### TASK
Take the line containing "Target: sign panel" and every line after it to the end of the records, and copy them exactly, leaving out pictures.

### DATA EXTRACT
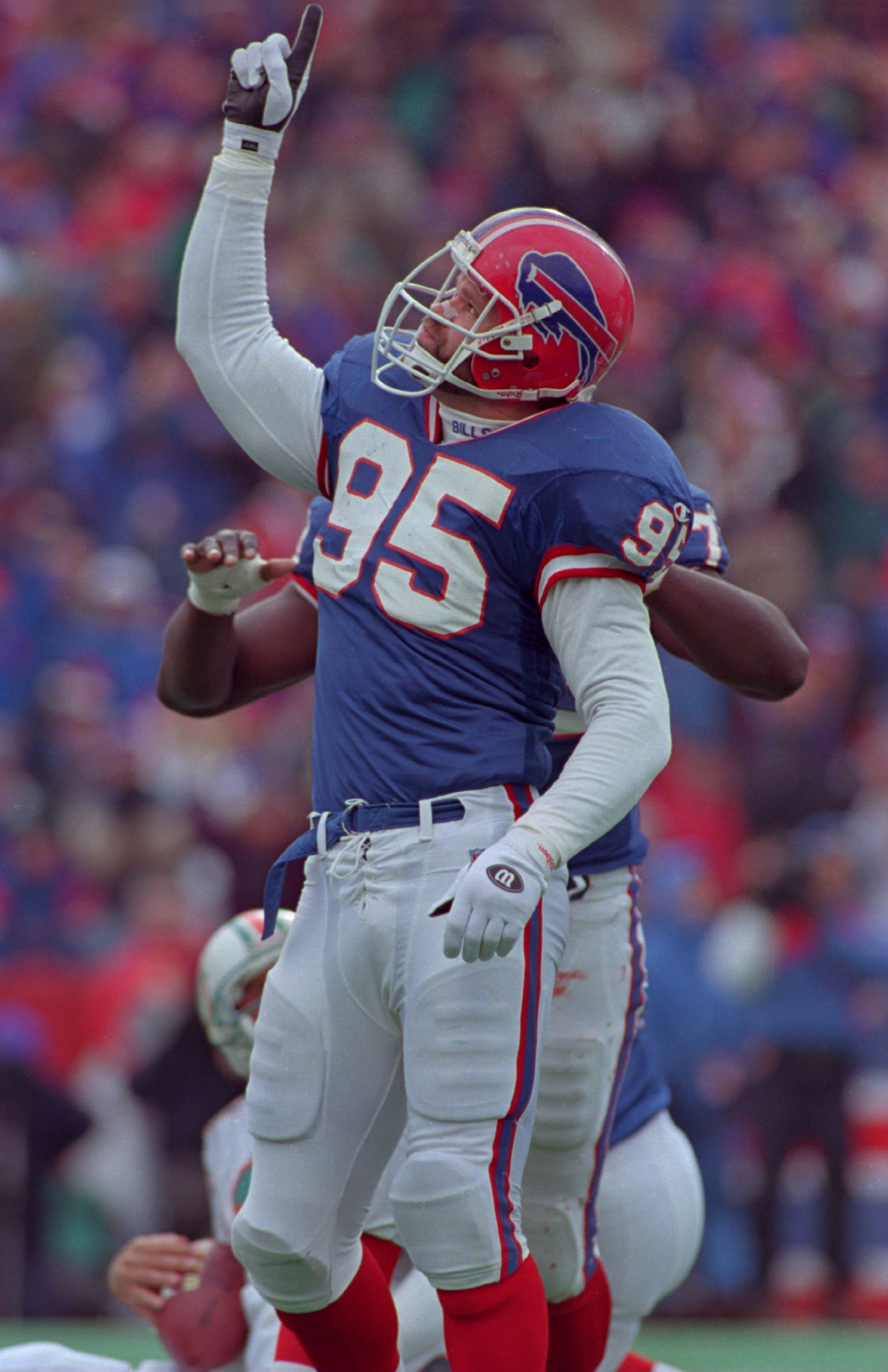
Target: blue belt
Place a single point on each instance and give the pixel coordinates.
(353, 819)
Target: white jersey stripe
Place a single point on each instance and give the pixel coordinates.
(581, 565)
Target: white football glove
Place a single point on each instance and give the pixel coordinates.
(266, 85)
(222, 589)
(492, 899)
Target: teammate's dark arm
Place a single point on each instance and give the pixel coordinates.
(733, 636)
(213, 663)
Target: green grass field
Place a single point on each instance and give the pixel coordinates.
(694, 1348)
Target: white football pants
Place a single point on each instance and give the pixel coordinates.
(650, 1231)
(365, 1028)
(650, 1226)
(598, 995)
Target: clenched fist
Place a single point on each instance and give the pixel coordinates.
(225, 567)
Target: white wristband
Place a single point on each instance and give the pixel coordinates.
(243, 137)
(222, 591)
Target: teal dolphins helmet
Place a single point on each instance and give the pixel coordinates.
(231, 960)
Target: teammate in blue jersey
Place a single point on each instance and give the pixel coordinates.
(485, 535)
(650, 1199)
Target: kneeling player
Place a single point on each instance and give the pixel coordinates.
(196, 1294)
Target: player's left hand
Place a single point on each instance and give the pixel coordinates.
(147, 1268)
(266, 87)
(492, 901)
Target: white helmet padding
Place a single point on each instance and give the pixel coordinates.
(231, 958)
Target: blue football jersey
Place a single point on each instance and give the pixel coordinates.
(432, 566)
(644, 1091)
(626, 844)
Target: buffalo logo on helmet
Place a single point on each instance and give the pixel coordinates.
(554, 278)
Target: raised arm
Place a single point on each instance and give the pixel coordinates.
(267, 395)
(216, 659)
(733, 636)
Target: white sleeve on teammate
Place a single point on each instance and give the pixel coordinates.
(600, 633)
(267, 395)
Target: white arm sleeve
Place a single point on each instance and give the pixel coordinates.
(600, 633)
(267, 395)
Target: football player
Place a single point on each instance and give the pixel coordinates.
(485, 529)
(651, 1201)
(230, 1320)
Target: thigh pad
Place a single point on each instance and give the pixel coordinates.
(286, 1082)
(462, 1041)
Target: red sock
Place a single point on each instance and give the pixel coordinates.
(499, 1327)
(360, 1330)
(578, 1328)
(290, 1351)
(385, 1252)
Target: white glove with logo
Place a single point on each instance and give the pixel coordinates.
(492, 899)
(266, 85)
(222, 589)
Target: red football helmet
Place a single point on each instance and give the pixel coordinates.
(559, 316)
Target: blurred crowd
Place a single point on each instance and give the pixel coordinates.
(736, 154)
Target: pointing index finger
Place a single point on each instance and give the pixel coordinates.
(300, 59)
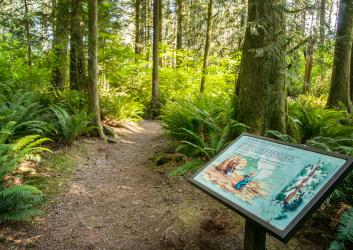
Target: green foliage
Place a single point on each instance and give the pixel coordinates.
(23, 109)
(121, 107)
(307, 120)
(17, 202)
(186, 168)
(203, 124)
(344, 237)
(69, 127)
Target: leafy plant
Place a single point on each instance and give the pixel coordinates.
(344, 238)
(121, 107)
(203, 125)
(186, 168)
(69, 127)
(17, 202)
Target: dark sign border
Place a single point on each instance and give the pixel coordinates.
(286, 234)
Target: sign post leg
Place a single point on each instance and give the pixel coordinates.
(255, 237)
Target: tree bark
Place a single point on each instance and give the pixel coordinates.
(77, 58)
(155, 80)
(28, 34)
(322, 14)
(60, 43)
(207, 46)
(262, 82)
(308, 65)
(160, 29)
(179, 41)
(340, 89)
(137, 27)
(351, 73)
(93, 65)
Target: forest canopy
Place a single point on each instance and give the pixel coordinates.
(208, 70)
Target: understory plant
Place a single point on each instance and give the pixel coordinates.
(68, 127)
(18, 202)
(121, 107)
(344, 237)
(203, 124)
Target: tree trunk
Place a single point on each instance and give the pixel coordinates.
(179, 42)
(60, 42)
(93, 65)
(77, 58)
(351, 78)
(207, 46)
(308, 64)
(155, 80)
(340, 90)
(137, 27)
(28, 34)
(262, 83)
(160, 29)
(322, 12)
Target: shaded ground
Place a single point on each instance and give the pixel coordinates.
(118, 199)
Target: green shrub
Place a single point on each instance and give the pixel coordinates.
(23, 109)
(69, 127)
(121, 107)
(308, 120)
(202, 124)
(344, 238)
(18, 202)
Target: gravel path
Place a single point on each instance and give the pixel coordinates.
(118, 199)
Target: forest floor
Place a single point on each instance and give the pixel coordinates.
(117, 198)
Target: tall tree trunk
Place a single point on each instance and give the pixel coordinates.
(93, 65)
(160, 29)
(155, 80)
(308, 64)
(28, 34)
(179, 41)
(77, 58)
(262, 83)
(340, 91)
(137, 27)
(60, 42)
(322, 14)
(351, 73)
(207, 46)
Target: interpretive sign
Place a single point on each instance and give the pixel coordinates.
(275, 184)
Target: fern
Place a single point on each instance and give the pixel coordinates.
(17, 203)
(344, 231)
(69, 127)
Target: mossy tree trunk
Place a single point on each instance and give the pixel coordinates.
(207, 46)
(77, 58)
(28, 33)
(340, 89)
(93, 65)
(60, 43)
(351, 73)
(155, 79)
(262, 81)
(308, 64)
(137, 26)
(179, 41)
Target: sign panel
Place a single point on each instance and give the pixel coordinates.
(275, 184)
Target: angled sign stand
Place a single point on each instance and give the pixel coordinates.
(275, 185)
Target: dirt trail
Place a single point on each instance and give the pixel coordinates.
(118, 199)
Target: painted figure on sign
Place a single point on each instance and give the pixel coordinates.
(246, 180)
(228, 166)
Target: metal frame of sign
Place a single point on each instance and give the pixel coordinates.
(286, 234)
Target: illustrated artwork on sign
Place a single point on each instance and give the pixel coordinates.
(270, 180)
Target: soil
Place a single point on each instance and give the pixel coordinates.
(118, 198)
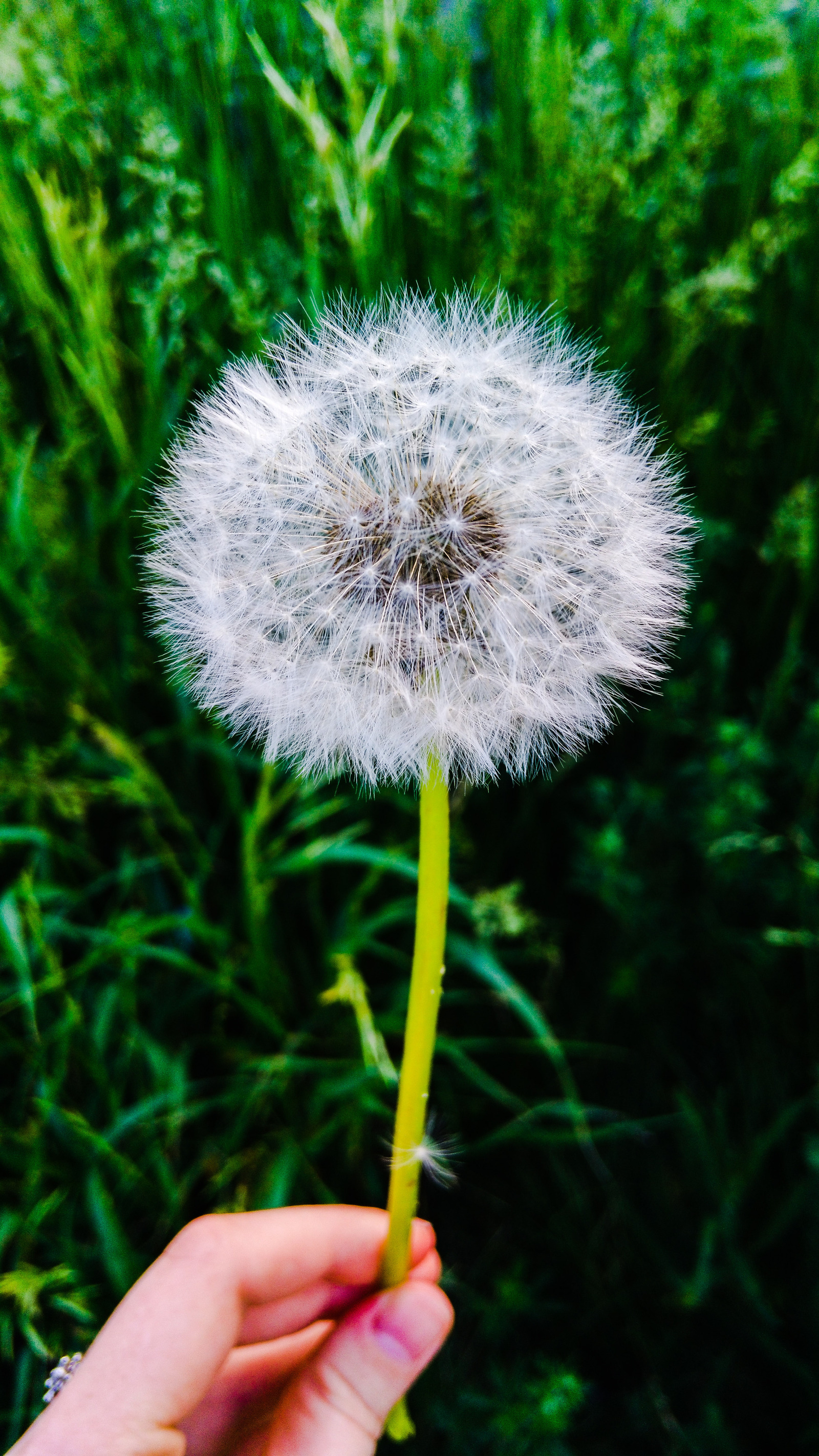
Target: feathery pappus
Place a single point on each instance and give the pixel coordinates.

### ANSWER TO THE EXERCISE
Target: sign panel
Place a single point on each instance and give the pixel coordinates.
(275, 184)
Target: angled sign stand
Place a single point on each instance and give the pixel coordinates.
(275, 185)
Target: dirt trail
Place a single point on each instance and give the pixel coordinates.
(118, 199)
Target: painted figure on sign
Place a single point on each instance and give the pixel coordinates.
(246, 180)
(228, 166)
Target: metal frame of sign
Place a single point on each instance and give the pixel coordinates.
(286, 234)
Target: illustrated artwork on sign
Place a single point on each instance and give the pixel coordinates.
(270, 180)
Target: soil
Place a single point on each instance and give the pixel coordinates.
(118, 198)
Target: feathery pappus
Place a single point on each instance and give the pixel coordinates.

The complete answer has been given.